PROVIDED PASSAGE:

--- START ---

It might not be what you think. Maybe she'd figured the puzzle out, and was so frustrated at not having opposable thumbs to hold the fountain pen, that she...
OK, I'll shut up now.
Old RPM Daddy (OldRPMDaddy at GMail dot com) at August 22, 2013 12:05 PM
LOVE, LOVE, LOVE the Blue Buffalo foods...both dogs are on it. No messy poops...yay!
sara at August 22, 2013 12:12 PM
Awwwww, the look of a contented sleepyhead who clearly is tired after being "spoiled" in a loving home!
Charles at August 22, 2013 1:17 PM
"Evidently Dacshunds and Jack Russells both are stubborn and take about 2 years to fully toilet train."

--- END ---

Photo-based referring expression material

--- START ---

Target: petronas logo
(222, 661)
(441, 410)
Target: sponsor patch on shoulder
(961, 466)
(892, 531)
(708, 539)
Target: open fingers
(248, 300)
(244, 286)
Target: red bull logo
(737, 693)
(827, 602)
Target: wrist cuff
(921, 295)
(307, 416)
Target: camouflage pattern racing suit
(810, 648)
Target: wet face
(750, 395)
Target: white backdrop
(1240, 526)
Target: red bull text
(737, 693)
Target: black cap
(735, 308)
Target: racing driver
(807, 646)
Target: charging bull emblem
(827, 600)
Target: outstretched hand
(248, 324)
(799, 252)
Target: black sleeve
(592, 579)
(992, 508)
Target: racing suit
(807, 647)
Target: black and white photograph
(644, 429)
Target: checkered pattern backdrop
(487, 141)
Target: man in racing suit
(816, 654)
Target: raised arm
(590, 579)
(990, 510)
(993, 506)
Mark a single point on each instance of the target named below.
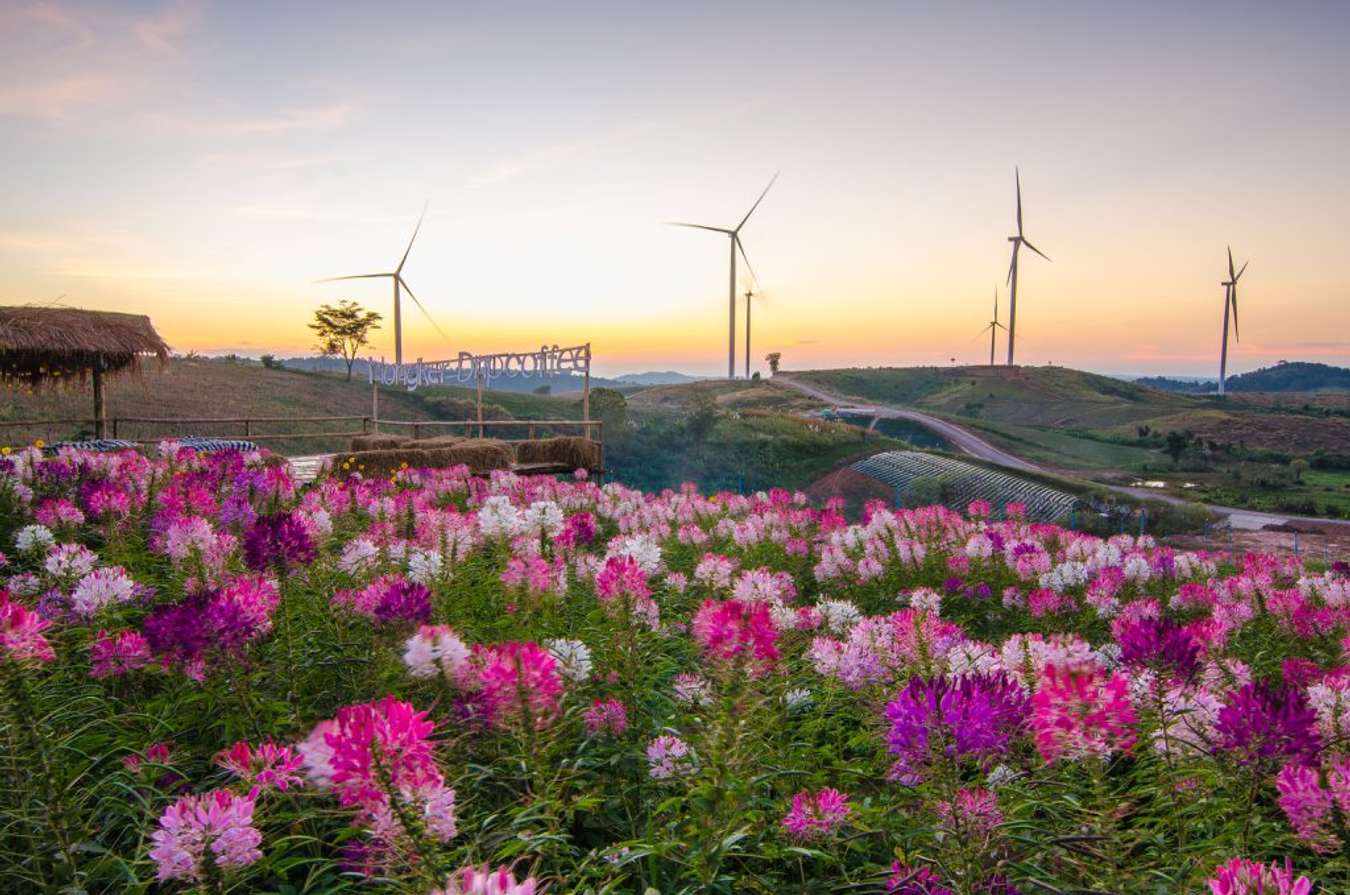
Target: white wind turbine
(731, 293)
(994, 326)
(1230, 300)
(1017, 245)
(400, 285)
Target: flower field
(215, 679)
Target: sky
(207, 162)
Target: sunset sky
(205, 162)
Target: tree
(343, 330)
(1176, 444)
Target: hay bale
(377, 442)
(479, 455)
(570, 450)
(482, 455)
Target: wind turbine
(731, 292)
(1017, 245)
(1230, 300)
(400, 285)
(994, 326)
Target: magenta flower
(817, 816)
(20, 633)
(731, 629)
(215, 826)
(519, 682)
(118, 654)
(471, 880)
(1268, 724)
(1241, 876)
(941, 718)
(1080, 713)
(267, 764)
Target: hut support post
(479, 405)
(586, 389)
(100, 411)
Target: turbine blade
(404, 259)
(439, 331)
(716, 230)
(354, 277)
(758, 201)
(745, 258)
(1036, 250)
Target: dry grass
(570, 450)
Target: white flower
(840, 614)
(70, 560)
(358, 555)
(424, 566)
(798, 699)
(101, 587)
(573, 658)
(497, 517)
(33, 539)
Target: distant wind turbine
(731, 293)
(400, 285)
(994, 326)
(1017, 245)
(1230, 300)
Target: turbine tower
(1230, 300)
(994, 326)
(735, 234)
(1017, 245)
(400, 285)
(749, 293)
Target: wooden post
(586, 390)
(479, 405)
(100, 415)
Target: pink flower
(216, 825)
(731, 629)
(1079, 714)
(390, 733)
(267, 764)
(817, 816)
(1241, 876)
(20, 633)
(118, 654)
(519, 681)
(668, 756)
(608, 716)
(483, 882)
(621, 578)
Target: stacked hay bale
(573, 452)
(479, 455)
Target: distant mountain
(1180, 385)
(656, 377)
(1295, 375)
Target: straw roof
(62, 344)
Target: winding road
(972, 444)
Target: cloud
(309, 118)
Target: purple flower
(1269, 724)
(278, 540)
(974, 716)
(1160, 641)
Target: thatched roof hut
(61, 346)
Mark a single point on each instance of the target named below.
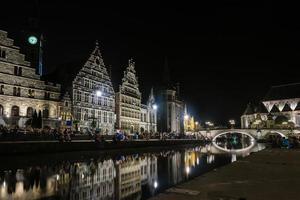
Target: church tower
(32, 41)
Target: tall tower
(32, 40)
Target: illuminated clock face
(32, 40)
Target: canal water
(115, 175)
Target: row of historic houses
(78, 95)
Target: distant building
(91, 93)
(132, 115)
(280, 108)
(189, 122)
(171, 108)
(22, 91)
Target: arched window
(15, 111)
(1, 110)
(29, 112)
(46, 113)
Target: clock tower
(32, 45)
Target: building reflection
(124, 177)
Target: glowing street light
(154, 106)
(155, 184)
(98, 93)
(186, 117)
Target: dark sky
(224, 53)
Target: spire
(151, 97)
(166, 73)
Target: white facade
(132, 116)
(22, 91)
(93, 95)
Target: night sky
(223, 53)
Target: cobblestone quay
(25, 147)
(268, 174)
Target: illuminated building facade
(280, 108)
(22, 91)
(132, 115)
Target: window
(2, 89)
(16, 70)
(46, 113)
(99, 101)
(47, 95)
(110, 118)
(105, 117)
(78, 95)
(20, 71)
(1, 110)
(99, 116)
(92, 96)
(31, 93)
(86, 97)
(86, 83)
(29, 112)
(15, 111)
(2, 53)
(17, 91)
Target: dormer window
(2, 53)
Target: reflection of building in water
(92, 181)
(132, 173)
(32, 183)
(128, 181)
(210, 158)
(175, 166)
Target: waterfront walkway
(269, 174)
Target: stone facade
(170, 112)
(280, 108)
(93, 96)
(22, 91)
(132, 115)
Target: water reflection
(137, 176)
(234, 142)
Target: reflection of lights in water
(233, 157)
(187, 169)
(210, 159)
(155, 184)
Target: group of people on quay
(277, 141)
(67, 135)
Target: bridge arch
(272, 132)
(235, 150)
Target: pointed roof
(249, 109)
(151, 98)
(287, 91)
(66, 72)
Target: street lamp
(98, 93)
(154, 107)
(232, 123)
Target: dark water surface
(111, 175)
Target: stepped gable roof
(65, 73)
(249, 109)
(287, 91)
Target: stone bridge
(256, 134)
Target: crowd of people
(277, 141)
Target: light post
(154, 107)
(98, 94)
(232, 123)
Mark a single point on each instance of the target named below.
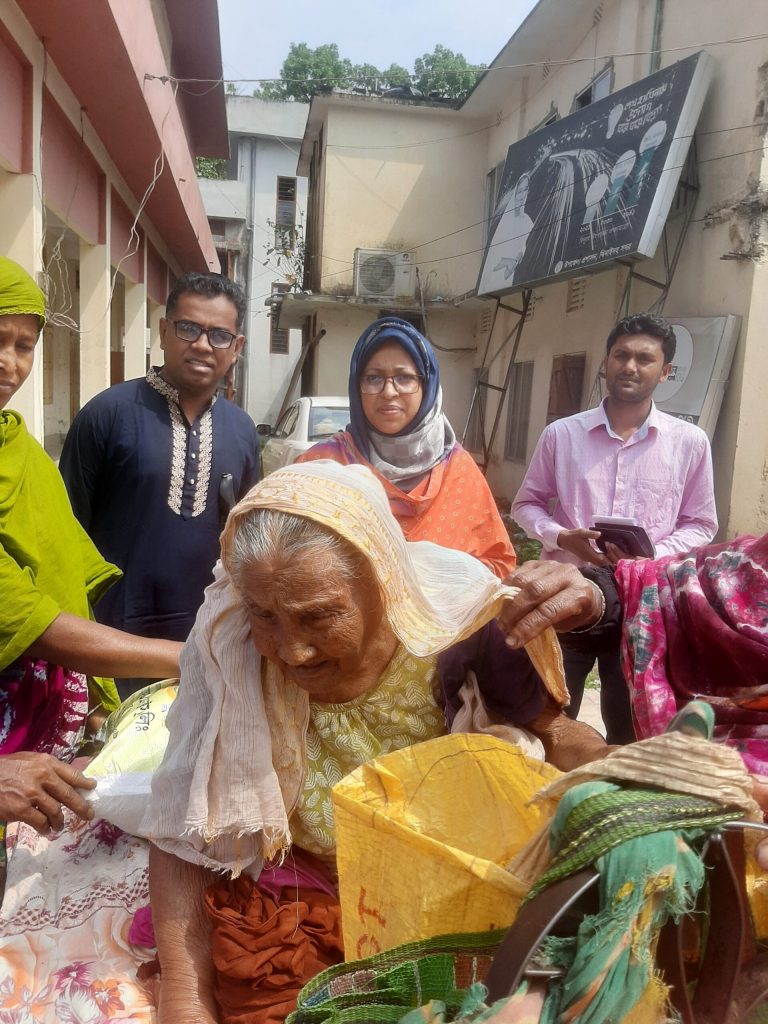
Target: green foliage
(286, 254)
(444, 73)
(208, 167)
(306, 71)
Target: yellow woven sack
(422, 835)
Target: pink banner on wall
(15, 81)
(157, 275)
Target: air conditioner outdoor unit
(382, 273)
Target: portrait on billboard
(597, 185)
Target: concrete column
(95, 281)
(157, 358)
(20, 240)
(135, 330)
(747, 507)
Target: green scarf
(18, 293)
(47, 562)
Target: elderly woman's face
(326, 632)
(18, 333)
(391, 411)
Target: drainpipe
(655, 39)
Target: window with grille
(566, 385)
(518, 413)
(285, 216)
(576, 295)
(279, 337)
(493, 189)
(474, 435)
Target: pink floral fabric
(66, 956)
(44, 708)
(696, 626)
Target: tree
(210, 167)
(306, 71)
(395, 75)
(443, 73)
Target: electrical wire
(576, 212)
(330, 80)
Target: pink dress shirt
(662, 477)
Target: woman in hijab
(50, 576)
(398, 430)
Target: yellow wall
(704, 284)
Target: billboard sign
(596, 185)
(694, 389)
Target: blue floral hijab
(406, 457)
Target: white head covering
(235, 764)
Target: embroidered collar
(180, 438)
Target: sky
(256, 36)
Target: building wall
(264, 144)
(268, 374)
(705, 284)
(66, 208)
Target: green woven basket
(383, 988)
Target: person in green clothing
(52, 654)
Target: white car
(303, 423)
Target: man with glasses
(154, 465)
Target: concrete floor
(590, 710)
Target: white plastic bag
(136, 738)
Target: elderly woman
(398, 430)
(315, 650)
(50, 651)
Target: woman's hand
(579, 543)
(34, 787)
(760, 793)
(551, 594)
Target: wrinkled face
(196, 368)
(18, 334)
(389, 412)
(326, 632)
(634, 367)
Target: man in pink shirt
(624, 459)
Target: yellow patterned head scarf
(18, 293)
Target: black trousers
(614, 694)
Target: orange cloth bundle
(264, 951)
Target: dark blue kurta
(153, 492)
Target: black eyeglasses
(402, 383)
(189, 331)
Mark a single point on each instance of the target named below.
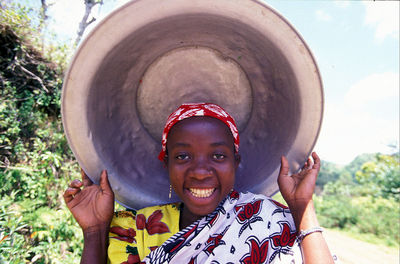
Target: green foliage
(364, 199)
(35, 163)
(381, 174)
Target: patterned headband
(198, 109)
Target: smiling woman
(213, 222)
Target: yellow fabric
(149, 228)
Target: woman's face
(201, 163)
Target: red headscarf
(198, 109)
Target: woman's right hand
(93, 205)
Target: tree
(85, 22)
(382, 174)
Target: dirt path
(353, 251)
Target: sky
(356, 46)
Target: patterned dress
(244, 228)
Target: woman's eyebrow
(221, 143)
(180, 144)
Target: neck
(186, 217)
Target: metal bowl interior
(150, 56)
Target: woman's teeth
(201, 193)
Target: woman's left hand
(298, 189)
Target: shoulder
(270, 209)
(165, 208)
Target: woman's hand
(92, 206)
(298, 189)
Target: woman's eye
(219, 156)
(182, 157)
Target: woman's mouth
(201, 193)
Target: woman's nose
(201, 170)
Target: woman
(214, 223)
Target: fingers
(104, 183)
(85, 179)
(317, 161)
(70, 193)
(284, 170)
(283, 174)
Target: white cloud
(384, 17)
(355, 125)
(373, 88)
(322, 15)
(342, 3)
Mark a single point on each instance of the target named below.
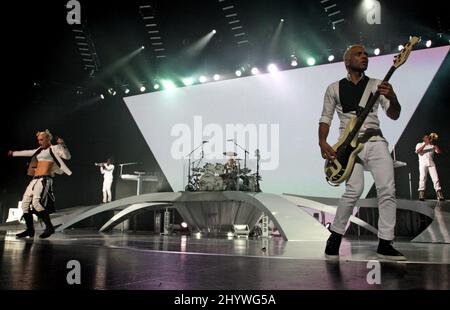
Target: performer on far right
(425, 150)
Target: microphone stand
(189, 160)
(245, 153)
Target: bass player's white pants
(423, 170)
(107, 182)
(376, 158)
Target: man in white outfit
(107, 170)
(346, 97)
(425, 150)
(45, 163)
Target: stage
(138, 261)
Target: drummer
(231, 165)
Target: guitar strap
(367, 93)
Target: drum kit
(228, 176)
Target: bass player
(345, 97)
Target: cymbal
(230, 153)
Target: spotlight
(188, 81)
(368, 4)
(112, 92)
(294, 61)
(311, 61)
(255, 71)
(168, 85)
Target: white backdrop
(279, 114)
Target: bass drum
(249, 183)
(210, 182)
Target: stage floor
(136, 261)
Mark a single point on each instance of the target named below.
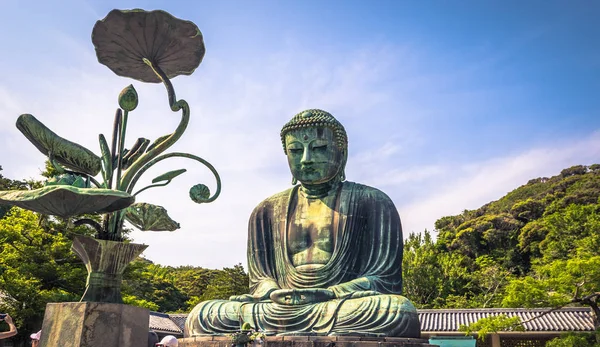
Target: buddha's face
(313, 154)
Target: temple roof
(564, 319)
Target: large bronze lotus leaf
(124, 38)
(148, 217)
(63, 151)
(66, 201)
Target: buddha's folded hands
(301, 296)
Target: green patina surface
(77, 191)
(324, 257)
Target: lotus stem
(126, 183)
(122, 131)
(182, 155)
(113, 148)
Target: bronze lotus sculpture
(149, 46)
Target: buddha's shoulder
(365, 190)
(275, 199)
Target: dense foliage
(538, 246)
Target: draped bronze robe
(365, 272)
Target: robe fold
(364, 272)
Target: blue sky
(448, 104)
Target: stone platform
(310, 341)
(94, 324)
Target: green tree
(36, 267)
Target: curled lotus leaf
(168, 175)
(66, 201)
(123, 39)
(64, 152)
(199, 193)
(148, 217)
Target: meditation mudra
(325, 256)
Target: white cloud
(238, 106)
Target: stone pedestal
(310, 341)
(94, 324)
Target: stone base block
(94, 324)
(310, 341)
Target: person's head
(168, 341)
(316, 145)
(35, 338)
(152, 338)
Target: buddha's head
(316, 146)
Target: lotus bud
(128, 99)
(199, 193)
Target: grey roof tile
(564, 319)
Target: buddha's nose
(306, 156)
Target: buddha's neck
(315, 191)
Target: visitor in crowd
(168, 341)
(35, 339)
(152, 338)
(11, 326)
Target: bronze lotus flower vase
(105, 262)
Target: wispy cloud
(393, 100)
(470, 185)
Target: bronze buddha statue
(325, 256)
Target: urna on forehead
(315, 118)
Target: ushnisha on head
(316, 145)
(316, 118)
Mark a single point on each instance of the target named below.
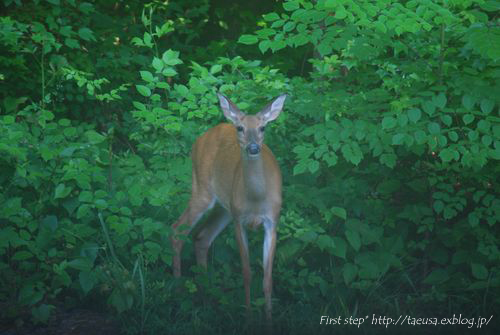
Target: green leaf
(86, 34)
(94, 137)
(139, 105)
(216, 68)
(171, 57)
(388, 122)
(83, 211)
(50, 222)
(101, 204)
(340, 13)
(447, 120)
(452, 135)
(479, 271)
(71, 43)
(338, 211)
(22, 255)
(420, 136)
(169, 72)
(42, 313)
(398, 139)
(288, 26)
(448, 154)
(143, 90)
(389, 160)
(62, 191)
(439, 100)
(487, 140)
(88, 279)
(438, 206)
(271, 17)
(291, 5)
(264, 45)
(437, 276)
(429, 107)
(468, 102)
(487, 106)
(434, 128)
(468, 118)
(349, 272)
(248, 39)
(340, 247)
(325, 242)
(313, 165)
(354, 239)
(157, 64)
(414, 114)
(147, 76)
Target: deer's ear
(273, 110)
(231, 112)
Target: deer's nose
(253, 148)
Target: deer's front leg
(241, 237)
(268, 257)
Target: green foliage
(389, 151)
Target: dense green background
(389, 147)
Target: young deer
(233, 168)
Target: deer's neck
(254, 178)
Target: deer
(233, 169)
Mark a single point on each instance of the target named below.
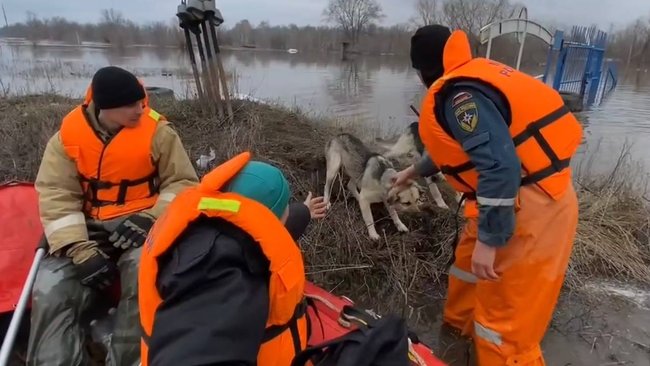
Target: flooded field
(610, 327)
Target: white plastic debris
(203, 160)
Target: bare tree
(353, 16)
(428, 12)
(472, 15)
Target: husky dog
(370, 180)
(408, 149)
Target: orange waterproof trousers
(507, 319)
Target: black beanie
(115, 87)
(427, 46)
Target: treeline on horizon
(631, 44)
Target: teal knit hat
(263, 183)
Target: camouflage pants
(62, 309)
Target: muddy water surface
(376, 93)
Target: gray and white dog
(370, 180)
(407, 150)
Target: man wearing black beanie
(505, 140)
(106, 175)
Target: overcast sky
(302, 12)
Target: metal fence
(576, 64)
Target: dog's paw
(442, 205)
(402, 228)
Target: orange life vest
(117, 177)
(286, 331)
(546, 135)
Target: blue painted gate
(576, 65)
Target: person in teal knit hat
(267, 185)
(214, 282)
(263, 183)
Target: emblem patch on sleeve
(459, 98)
(467, 116)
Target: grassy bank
(401, 272)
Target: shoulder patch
(467, 116)
(459, 98)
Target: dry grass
(402, 272)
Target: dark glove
(97, 271)
(132, 231)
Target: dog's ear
(418, 186)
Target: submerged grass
(401, 273)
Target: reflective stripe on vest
(287, 312)
(545, 134)
(117, 177)
(533, 131)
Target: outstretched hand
(317, 206)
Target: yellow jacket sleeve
(60, 197)
(175, 169)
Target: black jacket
(214, 287)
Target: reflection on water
(372, 91)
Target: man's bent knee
(57, 286)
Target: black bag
(384, 343)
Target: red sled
(20, 232)
(334, 316)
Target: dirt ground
(600, 324)
(605, 325)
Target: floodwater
(375, 93)
(372, 92)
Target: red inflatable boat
(21, 231)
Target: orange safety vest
(286, 325)
(546, 135)
(117, 177)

--- END ---

WORK ORDER 1: Retype the part of the blog comments that opens with the words containing "OK, I'll shut" and closes with "a loving home!".
WORK ORDER 2: According to the blog comments, what food are both dogs on?
WORK ORDER 3: Write what comes next in the blog comments, picking up after the last sentence shown.
The material plays no part in this.

RESPONSE AREA 1:
OK, I'll shut up now.
Old RPM Daddy (OldRPMDaddy at GMail dot com) at August 22, 2013 12:05 PM
LOVE, LOVE, LOVE the Blue Buffalo foods...both dogs are on it. No messy poops...yay!
sara at August 22, 2013 12:12 PM
Awwwww, the look of a contented sleepyhead who clearly is tired after being "spoiled" in a loving home!

RESPONSE AREA 2: Blue Buffalo foods.

RESPONSE AREA 3:
I guess I lucked out. I have a 9-month-old Dachshund/Jack Russell mix, my first dog. I got him at age 5 months from some vet students who were fostering him. He was pretty well trained to pee outside with an occasional deviation and not yet trained to defecate outside. He was very amenable to training using praise/treat reward and was trained in only a couple of weeks. I did use crate training as my method. I felt that pee pads would only send the message that it was sometimes okay to go inside and might confuse him. I wanted him to get the message that he should never go inside.
Lizzie at August 22, 2013 4:12 PM
Ohhhh, what a sweetie. She looks like she's using her tail to cover up her boobies. :-)
And Ppen, HA! Holding up a towel as a privacy screen for your pug to poop behind. I'm glad to see I'm not the only human who's been pug-whipped.
Sometimes I really wonder about the food chain, and what's where. Seems to me we're working for them.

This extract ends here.